▸ **Task requirements**
Retype the data below exactly, skipping pictures.
------------------------------
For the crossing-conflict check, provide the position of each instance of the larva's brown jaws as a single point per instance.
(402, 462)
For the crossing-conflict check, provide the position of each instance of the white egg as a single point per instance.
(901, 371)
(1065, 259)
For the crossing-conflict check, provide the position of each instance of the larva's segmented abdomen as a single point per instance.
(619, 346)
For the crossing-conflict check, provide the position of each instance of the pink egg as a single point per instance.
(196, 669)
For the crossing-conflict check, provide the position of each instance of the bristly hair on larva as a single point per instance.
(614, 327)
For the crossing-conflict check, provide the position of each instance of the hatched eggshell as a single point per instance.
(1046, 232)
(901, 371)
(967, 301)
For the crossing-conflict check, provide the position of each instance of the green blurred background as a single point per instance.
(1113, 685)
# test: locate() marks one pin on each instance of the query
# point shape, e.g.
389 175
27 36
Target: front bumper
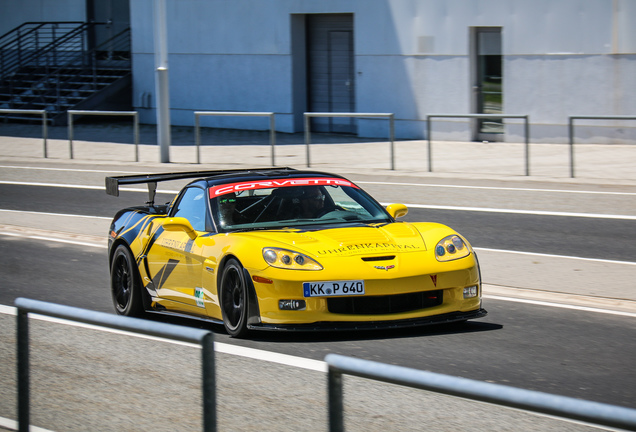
374 325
------------------------------
▸ **Finished task**
For the crossing-conflict check, provide the position of each instance of the larva's brown jaws as a single point per instance.
(402, 462)
For the crossing-conflict check, provide the position of each instance of the white egg as a single point per instance.
(901, 371)
(1065, 259)
For the crossing-conflict check, provide the position of each instance of the larva's segmented abdomen as a single point per instance.
(619, 346)
For the crossing-conflict check, provide the position of each instance of the pink egg as a single point per instance.
(196, 669)
For the crossing-conflict check, provide the position of each instance of the bristly hair on larva as a single point per instance.
(614, 327)
For the crossing-conflict check, provide the position of each instance of the hatched eggshell as a single point per instance.
(1046, 232)
(901, 371)
(967, 301)
For the crossing-conflict check, provide the position of each instance of the green blurred background as a single point per instance.
(1113, 685)
# test: locate() marks one pin on each instance of the query
# point shape, e.g.
389 175
27 36
Target: front bumper
374 325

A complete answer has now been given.